____ Exercise input
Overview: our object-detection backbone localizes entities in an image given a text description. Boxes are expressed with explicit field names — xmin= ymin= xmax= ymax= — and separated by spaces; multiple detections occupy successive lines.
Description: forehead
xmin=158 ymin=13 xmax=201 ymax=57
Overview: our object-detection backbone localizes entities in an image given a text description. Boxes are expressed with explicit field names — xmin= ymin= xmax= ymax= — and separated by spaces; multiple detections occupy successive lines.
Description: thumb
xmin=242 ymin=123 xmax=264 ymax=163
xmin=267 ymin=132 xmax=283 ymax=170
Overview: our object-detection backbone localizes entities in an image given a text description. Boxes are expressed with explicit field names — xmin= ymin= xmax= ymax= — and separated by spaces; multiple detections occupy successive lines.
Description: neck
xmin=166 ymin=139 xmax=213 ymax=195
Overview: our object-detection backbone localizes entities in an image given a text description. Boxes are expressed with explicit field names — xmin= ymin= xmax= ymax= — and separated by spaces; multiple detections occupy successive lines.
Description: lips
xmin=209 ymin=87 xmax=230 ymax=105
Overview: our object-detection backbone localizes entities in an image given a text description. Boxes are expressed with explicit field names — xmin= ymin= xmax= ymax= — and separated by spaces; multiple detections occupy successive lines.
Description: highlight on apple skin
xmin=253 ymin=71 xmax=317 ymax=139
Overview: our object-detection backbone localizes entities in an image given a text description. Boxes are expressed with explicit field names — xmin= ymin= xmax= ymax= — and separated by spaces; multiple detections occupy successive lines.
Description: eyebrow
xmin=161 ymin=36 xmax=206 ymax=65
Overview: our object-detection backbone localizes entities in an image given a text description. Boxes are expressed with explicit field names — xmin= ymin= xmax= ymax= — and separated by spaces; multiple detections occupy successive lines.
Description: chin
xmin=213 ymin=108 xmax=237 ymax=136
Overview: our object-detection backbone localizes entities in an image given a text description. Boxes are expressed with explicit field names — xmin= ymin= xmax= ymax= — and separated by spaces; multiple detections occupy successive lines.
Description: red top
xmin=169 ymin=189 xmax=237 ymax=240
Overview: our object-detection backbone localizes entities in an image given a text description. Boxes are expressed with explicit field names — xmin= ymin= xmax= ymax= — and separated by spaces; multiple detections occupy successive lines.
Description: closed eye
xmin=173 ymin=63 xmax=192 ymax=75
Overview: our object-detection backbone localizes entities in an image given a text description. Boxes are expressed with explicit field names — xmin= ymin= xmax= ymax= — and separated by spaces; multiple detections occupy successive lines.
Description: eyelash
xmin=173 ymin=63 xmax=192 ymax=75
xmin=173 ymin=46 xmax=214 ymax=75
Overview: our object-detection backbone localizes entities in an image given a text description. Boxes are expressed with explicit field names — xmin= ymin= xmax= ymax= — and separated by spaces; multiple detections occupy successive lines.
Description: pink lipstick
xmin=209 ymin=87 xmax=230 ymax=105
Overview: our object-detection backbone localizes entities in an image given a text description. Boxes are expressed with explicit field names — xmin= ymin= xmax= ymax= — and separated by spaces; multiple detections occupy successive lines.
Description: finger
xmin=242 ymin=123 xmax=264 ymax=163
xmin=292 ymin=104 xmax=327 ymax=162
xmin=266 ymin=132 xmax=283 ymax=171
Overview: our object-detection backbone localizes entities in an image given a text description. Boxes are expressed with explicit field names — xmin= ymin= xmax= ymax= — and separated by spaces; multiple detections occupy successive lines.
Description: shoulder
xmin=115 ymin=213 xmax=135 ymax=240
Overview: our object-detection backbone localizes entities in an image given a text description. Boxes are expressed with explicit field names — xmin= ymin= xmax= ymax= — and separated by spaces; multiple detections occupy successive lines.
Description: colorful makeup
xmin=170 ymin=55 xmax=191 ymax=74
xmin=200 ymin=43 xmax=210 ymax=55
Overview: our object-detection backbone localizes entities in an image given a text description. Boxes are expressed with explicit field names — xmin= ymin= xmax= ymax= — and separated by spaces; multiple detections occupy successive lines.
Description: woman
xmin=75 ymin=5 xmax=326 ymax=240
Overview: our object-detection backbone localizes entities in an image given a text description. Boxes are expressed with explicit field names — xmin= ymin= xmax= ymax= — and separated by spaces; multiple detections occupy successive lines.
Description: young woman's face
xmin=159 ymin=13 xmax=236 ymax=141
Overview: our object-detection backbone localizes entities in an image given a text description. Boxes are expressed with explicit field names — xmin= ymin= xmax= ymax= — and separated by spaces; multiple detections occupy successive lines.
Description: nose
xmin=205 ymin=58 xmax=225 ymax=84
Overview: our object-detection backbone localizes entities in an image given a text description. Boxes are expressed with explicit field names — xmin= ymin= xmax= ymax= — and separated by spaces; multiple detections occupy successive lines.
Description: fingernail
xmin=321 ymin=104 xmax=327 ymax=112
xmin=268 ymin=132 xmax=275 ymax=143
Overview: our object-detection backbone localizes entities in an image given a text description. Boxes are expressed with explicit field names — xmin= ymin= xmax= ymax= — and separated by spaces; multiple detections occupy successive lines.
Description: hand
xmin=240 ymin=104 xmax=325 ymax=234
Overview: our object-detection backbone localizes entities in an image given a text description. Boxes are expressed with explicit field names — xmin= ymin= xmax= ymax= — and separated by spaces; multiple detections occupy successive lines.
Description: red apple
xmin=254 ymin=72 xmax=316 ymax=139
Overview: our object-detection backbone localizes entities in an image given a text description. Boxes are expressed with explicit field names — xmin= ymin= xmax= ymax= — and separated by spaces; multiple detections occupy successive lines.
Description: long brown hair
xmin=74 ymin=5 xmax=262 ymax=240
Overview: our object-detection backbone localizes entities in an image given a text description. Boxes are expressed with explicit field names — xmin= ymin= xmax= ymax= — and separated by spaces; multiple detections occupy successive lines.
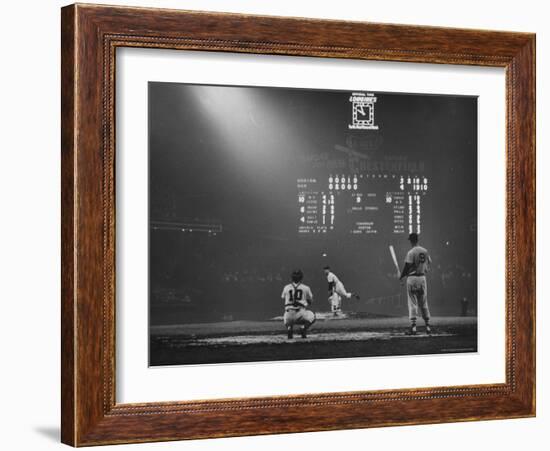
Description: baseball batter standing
xmin=399 ymin=233 xmax=432 ymax=335
xmin=281 ymin=269 xmax=315 ymax=339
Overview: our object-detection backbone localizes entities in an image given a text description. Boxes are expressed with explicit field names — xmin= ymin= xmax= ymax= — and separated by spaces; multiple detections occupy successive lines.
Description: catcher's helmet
xmin=290 ymin=269 xmax=304 ymax=283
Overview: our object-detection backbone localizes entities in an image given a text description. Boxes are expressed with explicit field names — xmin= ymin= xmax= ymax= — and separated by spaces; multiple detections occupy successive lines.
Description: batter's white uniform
xmin=281 ymin=283 xmax=315 ymax=327
xmin=405 ymin=245 xmax=432 ymax=321
xmin=327 ymin=271 xmax=351 ymax=312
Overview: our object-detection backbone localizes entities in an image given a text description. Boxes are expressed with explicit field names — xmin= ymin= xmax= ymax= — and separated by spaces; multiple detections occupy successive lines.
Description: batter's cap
xmin=408 ymin=233 xmax=418 ymax=243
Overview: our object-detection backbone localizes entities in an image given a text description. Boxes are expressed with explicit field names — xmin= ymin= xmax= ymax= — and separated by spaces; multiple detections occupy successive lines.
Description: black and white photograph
xmin=148 ymin=81 xmax=478 ymax=366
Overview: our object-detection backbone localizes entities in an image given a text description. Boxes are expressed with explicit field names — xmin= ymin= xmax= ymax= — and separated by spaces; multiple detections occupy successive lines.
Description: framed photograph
xmin=61 ymin=4 xmax=535 ymax=446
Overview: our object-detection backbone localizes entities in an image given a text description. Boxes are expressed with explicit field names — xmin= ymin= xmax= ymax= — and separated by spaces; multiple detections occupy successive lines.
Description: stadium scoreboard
xmin=296 ymin=173 xmax=429 ymax=236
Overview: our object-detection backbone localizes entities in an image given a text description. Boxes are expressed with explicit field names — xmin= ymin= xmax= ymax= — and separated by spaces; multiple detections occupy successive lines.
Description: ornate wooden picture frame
xmin=61 ymin=4 xmax=535 ymax=446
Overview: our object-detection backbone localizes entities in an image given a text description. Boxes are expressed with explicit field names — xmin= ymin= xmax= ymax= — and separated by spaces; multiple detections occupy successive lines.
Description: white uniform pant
xmin=283 ymin=307 xmax=315 ymax=327
xmin=407 ymin=276 xmax=430 ymax=321
xmin=328 ymin=281 xmax=351 ymax=312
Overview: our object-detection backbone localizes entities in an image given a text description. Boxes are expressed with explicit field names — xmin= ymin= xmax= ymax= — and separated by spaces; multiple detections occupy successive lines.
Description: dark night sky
xmin=149 ymin=83 xmax=477 ymax=322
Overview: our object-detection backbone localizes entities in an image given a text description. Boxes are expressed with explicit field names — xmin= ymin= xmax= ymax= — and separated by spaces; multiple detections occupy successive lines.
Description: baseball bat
xmin=390 ymin=244 xmax=401 ymax=277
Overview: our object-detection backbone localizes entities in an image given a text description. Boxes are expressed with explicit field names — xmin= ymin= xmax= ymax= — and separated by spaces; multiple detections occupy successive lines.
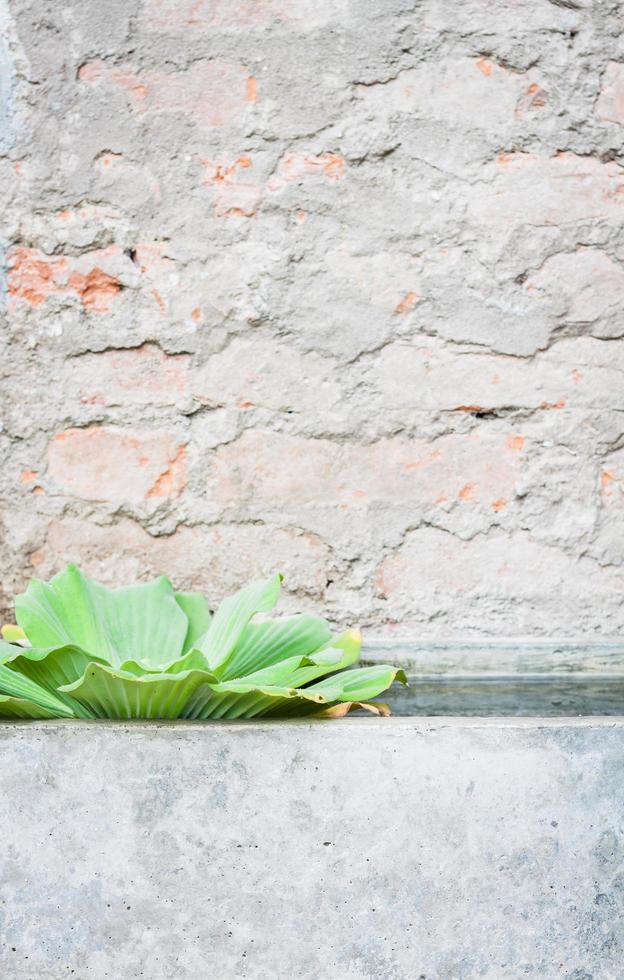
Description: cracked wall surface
xmin=0 ymin=0 xmax=624 ymax=637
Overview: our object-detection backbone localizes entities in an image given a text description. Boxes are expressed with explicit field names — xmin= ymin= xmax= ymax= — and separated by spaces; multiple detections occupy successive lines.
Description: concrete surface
xmin=0 ymin=0 xmax=624 ymax=638
xmin=0 ymin=719 xmax=624 ymax=980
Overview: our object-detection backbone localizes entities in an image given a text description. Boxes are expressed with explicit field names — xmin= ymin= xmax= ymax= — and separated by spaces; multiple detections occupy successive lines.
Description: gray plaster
xmin=0 ymin=718 xmax=624 ymax=980
xmin=0 ymin=0 xmax=624 ymax=639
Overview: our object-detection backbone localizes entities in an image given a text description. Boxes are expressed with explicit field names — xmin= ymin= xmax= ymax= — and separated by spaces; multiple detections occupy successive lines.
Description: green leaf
xmin=0 ymin=695 xmax=59 ymax=720
xmin=15 ymin=565 xmax=189 ymax=667
xmin=60 ymin=663 xmax=215 ymax=718
xmin=0 ymin=623 xmax=26 ymax=643
xmin=218 ymin=613 xmax=331 ymax=680
xmin=307 ymin=664 xmax=407 ymax=701
xmin=225 ymin=624 xmax=362 ymax=688
xmin=182 ymin=679 xmax=324 ymax=721
xmin=0 ymin=645 xmax=99 ymax=718
xmin=197 ymin=575 xmax=282 ymax=672
xmin=0 ymin=664 xmax=74 ymax=718
xmin=173 ymin=592 xmax=212 ymax=653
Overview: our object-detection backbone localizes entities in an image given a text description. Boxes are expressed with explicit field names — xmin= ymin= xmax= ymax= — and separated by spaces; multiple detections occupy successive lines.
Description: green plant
xmin=0 ymin=565 xmax=405 ymax=719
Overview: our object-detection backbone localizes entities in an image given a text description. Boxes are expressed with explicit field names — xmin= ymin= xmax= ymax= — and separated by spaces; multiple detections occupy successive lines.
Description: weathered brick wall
xmin=0 ymin=0 xmax=624 ymax=636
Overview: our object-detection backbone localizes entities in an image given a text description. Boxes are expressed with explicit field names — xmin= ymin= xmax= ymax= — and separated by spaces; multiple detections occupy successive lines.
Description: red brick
xmin=469 ymin=152 xmax=624 ymax=228
xmin=144 ymin=0 xmax=346 ymax=32
xmin=66 ymin=344 xmax=190 ymax=407
xmin=8 ymin=246 xmax=121 ymax=313
xmin=209 ymin=431 xmax=522 ymax=520
xmin=267 ymin=153 xmax=345 ymax=191
xmin=78 ymin=59 xmax=257 ymax=130
xmin=48 ymin=426 xmax=186 ymax=504
xmin=32 ymin=518 xmax=331 ymax=607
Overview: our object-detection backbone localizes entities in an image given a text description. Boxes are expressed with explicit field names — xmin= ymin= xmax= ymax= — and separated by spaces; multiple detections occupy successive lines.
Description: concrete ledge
xmin=0 ymin=718 xmax=624 ymax=980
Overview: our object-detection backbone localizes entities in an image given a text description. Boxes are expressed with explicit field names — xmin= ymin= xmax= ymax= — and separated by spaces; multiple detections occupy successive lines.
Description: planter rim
xmin=0 ymin=715 xmax=624 ymax=738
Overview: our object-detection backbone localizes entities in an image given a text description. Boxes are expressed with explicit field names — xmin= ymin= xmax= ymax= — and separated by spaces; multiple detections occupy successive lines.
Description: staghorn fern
xmin=0 ymin=565 xmax=405 ymax=719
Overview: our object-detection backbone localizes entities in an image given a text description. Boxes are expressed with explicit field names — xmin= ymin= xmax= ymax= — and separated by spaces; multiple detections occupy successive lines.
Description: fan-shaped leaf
xmin=3 ymin=645 xmax=98 ymax=718
xmin=197 ymin=575 xmax=282 ymax=672
xmin=0 ymin=694 xmax=62 ymax=720
xmin=15 ymin=565 xmax=189 ymax=667
xmin=0 ymin=664 xmax=74 ymax=718
xmin=217 ymin=613 xmax=331 ymax=681
xmin=173 ymin=592 xmax=212 ymax=654
xmin=59 ymin=663 xmax=215 ymax=718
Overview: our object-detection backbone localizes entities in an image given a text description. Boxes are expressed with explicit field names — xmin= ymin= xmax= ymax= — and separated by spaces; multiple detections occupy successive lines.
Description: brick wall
________
Could you duplicate the lines from the start of the items through the line containing "Description: forehead", both ends included?

> Exercise response:
Overview: our object-detection backbone localizes entities in an image given a text description. Boxes are expressed with explicit field names — xmin= ymin= xmax= ymax= — and separated by spaces; multiple detections occupy successive lines.
Description: forehead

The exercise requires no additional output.